No que se refere ao samba, diz Muniz Sodré ([1998] 2015, p. 58):

Sabe-se que a estrofe solista improvisada, acompanhada de um refrão fixo (retomado pelo coro), é uma das principais características da música negro-brasileira. Tal era a forma do samba-de-morro tradicional. De fato, antigamente, os sambistas compunham só a primeira parte da canção (samba-de-primeira-parte), reservando à segunda um lugar de resposta social: ora o improviso na roda de samba, ora o improviso dos diretores de harmonia na hora do desfile da escola.

O samba, assim, mais do que uma estética musical que entretém, é a ambiência a partir da qual intercâmbios de opiniões, ideias, desejos e desencantos de uma fala negra, como diz Sodré ([1998] 2015), se realizam e se acolhem em um círculo comunal, coletivo e inclusivo, no qual todos e todas participam do processo de sua construção, a unir, em estética unificada, o ritmo, a melodia, a letra e a dança. Nessa medida, ele resiste à ideologia produtiva dominante, que impõe peças prontas e acabadas.

Glissant (2005, 2014) utiliza-se das paisagens geográficas como metáforas para contrapor epistemes colonial-eurocêntricas, pautadas na ontologia da identidade-raiz e das essências individualizadas, com epistemes baseadas na ontologia da ancestralidade e das intersubjetividades rizomáticas das culturas compósitas decorrentes das diásporas. Às primeiras, ele batiza de pensamento continente, às outras de pensamento arquipélago. Diferentemente do continente, cujo território é único, o arquipélago é composto por uma multiplicidade de ilhas diversas que se circunvizinham, conformando-se em diferentes territórios que se interligam e mantêm-se em constante relação. O arquipélago aqui, vale ressaltar, enquanto metáfora não é simplesmente espaço físico, mas imaginário; imaginário que propicia o engajamento na diversidade, na imprevisibilidade do múltiplo, na crítica ao uno e às genealogias formatadas em cronologias lineares. O pensamento arquipélago, portanto, remete à ideia do sendo em relação com o que Glissant denomina Todo-O-Mundo, onde o Todo-O-Mundo realiza-se metaforicamente a partir do conjunto das ilhas (Ferreira e Oliveira, 2018). Desse conjunto em relação se faz a metáfora do Todo-O-Mundo. Diz Glissant (2014, p. 44) sobre isso: “O pensamento arquipelágico é totalmente oposto dos pensamentos de sistema. Ele se harmoniza ao tremor do nosso mundo. O Todo-O-Mundo, o objeto mais alto de poesia, é, também o imprevisível. Nisso, ele é Caos-Mundo”. É caos porque é devir, devir que se materializa em meio às relações, a partir das quais se negociam, tensionam-se, conflitam-se, dialogam-se, encontram-se e desencontram-se sem, contudo, ocorrer a diluição de uns pelos outros, sem a violência colonizadora, pois é nas zonas intersticiais, nos hiatos, nas fendas do entre que o devir se faz, a inventar povos, histórias, culturas, utopias, liberdade; a inventar e erigir mundos muito mais do que conceitos, que aprisionam e desencantam porque simplificam negando a complexidade; a erigir mundos que, portanto, reencantam-se ao abrir-se para o reconhecimento do outro em circularidades de relações inclusivas. “A relação liga, religa, relata. Ela não relaciona isto com aquilo, mas o todo ao todo. A poética da relação realiza, assim, o diverso. A raiz única mata à sua volta. A identidade-relação autoriza infinitamente” (Glissant, 2014, p. 44-45).
■ ■ ■ ■ ■
Exercícios -
1 – Segundo o trecho, quais elementos o samba une em estética unificada? Liste todos.
2 – No trecho, que nome Glissant dá às epistemes colonial-eurocêntricas?

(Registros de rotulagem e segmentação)
■ ■ ■ ■ ■
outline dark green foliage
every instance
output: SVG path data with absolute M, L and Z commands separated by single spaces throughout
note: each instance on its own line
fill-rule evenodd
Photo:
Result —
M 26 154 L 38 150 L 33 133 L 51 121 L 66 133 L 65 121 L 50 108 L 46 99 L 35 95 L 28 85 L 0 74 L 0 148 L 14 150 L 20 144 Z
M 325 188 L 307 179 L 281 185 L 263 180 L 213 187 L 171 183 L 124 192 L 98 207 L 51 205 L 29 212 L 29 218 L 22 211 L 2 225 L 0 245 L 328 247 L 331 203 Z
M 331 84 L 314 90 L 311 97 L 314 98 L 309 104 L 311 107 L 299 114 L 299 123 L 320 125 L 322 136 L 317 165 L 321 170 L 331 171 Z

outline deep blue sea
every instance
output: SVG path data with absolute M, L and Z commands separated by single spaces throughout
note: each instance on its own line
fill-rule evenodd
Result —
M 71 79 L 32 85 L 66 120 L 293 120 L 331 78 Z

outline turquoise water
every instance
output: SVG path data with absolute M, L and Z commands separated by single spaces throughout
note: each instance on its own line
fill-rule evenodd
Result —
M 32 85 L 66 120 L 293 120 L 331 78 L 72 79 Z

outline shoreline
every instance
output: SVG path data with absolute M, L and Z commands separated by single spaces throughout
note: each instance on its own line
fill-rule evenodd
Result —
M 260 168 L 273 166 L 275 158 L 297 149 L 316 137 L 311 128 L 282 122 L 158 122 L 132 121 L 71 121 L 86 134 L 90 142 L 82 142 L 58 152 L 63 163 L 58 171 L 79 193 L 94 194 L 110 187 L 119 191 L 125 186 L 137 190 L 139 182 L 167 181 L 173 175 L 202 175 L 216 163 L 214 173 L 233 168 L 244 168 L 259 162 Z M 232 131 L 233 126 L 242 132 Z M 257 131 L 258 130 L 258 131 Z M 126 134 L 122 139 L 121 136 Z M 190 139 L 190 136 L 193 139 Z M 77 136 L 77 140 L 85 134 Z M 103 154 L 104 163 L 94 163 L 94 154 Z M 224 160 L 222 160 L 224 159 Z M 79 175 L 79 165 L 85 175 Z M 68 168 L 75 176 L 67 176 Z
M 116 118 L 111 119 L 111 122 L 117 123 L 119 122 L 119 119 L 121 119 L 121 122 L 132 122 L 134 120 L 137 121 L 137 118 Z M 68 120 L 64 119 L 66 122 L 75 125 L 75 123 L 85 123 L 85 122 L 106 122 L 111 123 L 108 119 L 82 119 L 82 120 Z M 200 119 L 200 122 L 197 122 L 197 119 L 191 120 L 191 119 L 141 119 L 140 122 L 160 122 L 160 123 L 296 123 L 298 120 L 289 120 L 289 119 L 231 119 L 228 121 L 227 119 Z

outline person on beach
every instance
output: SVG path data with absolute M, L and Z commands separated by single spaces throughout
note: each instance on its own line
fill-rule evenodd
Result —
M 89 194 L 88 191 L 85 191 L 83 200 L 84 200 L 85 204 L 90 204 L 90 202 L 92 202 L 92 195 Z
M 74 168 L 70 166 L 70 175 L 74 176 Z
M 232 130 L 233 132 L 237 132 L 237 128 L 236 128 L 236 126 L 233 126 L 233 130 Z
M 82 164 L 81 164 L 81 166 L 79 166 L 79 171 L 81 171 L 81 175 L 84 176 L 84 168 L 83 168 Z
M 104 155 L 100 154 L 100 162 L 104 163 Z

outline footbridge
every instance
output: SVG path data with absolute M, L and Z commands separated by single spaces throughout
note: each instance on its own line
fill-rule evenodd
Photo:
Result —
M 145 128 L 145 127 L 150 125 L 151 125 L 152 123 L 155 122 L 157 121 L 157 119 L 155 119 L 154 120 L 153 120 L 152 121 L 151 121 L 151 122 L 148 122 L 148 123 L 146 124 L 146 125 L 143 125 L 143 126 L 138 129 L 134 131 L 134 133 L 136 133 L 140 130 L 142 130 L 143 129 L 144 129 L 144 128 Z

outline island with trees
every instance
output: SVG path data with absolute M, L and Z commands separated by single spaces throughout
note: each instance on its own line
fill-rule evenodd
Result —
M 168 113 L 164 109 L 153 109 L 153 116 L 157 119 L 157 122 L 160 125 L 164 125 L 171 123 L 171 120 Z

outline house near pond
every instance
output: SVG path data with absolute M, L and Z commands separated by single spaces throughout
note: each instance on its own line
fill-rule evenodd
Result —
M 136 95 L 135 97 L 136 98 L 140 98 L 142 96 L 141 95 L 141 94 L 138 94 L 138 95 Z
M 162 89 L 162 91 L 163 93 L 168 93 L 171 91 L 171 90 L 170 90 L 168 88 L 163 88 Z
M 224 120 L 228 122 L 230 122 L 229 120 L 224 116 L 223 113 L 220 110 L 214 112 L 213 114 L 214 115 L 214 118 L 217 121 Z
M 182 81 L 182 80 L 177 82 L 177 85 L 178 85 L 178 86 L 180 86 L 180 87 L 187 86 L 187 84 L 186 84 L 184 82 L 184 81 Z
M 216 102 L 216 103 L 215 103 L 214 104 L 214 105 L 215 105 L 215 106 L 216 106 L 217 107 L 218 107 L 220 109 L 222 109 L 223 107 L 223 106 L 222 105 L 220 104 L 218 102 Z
■ ■ ■ ■ ■
Respostas corretas -
1 –
- o ritmo
- a melodia
- a letra
- a dança

2 – Pensamento continente.